Data shown

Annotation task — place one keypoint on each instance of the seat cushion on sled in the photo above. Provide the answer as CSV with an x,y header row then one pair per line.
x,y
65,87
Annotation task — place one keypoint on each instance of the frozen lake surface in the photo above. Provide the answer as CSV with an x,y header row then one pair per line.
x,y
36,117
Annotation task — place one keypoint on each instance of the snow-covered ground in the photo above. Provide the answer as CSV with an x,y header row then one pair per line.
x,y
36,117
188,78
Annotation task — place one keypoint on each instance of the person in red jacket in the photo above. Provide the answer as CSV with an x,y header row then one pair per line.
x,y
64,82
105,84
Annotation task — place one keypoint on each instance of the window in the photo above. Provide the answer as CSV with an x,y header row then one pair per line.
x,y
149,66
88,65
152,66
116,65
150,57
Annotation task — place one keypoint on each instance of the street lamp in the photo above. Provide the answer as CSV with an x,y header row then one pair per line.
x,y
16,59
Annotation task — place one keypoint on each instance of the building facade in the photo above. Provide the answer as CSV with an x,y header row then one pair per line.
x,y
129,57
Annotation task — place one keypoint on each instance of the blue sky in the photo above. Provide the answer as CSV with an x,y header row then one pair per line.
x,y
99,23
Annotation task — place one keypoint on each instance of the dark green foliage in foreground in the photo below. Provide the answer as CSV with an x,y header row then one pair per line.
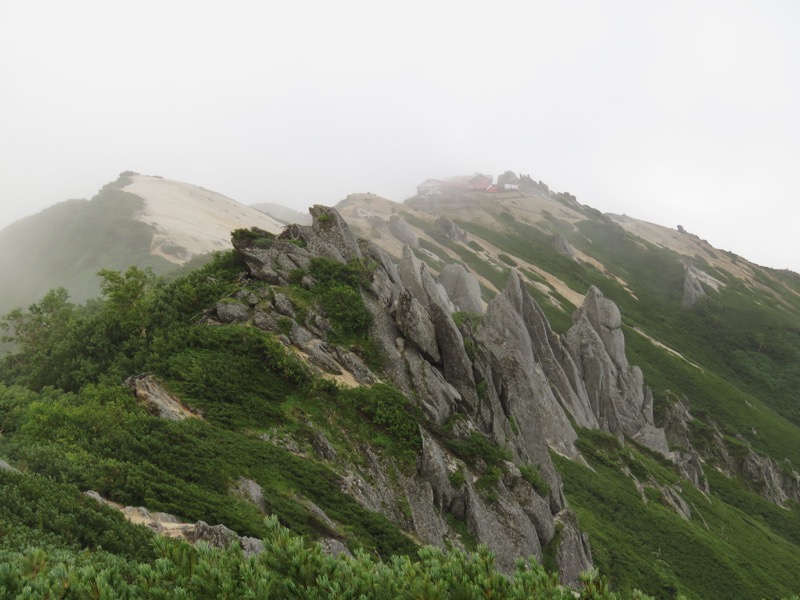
x,y
289,567
92,432
387,407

Challenge
Only the lines from the one holding "of the snow-covered" through the last line of the records should be output, please, exactly and without any pictures.

Task answer
Annotation task — place one keypoint on each instance of the snow-covered ground in the photo above. Provide the answer as CSV with an x,y header row then one pair per line.
x,y
36,117
188,78
Annotation task — place one keypoint on each instance of the person in red jacket in the photo above. Provide the answer as CSV with an x,y header row then one pair per line.
x,y
64,82
105,84
Annotation task — place one keypoint on each instance of the window in the photo above. Provide the answer as CSV with an x,y header row then one pair per line.
x,y
149,66
88,65
152,66
116,65
150,57
Annotation task — place one keypoint on each instance of the street lamp in the photo above. Provide the answer as CSV with an x,y header row then one pair per line.
x,y
16,59
Annotation task — place one keypoint on each instance of the building facade in the photo above. Provide the answer as CSV with an x,y header row then one pair per line.
x,y
129,57
Annotation task — place one keypoint on each instance of the blue sky in the photo above. Provide the answer as CSV with an x,y header row then one pair per line.
x,y
99,23
Annotation task — place one keypoint on each instance of the dark green foliage in foreground in the photo below. Provide the answer as CSV with an x,y header row then one pair per line.
x,y
289,567
92,432
387,407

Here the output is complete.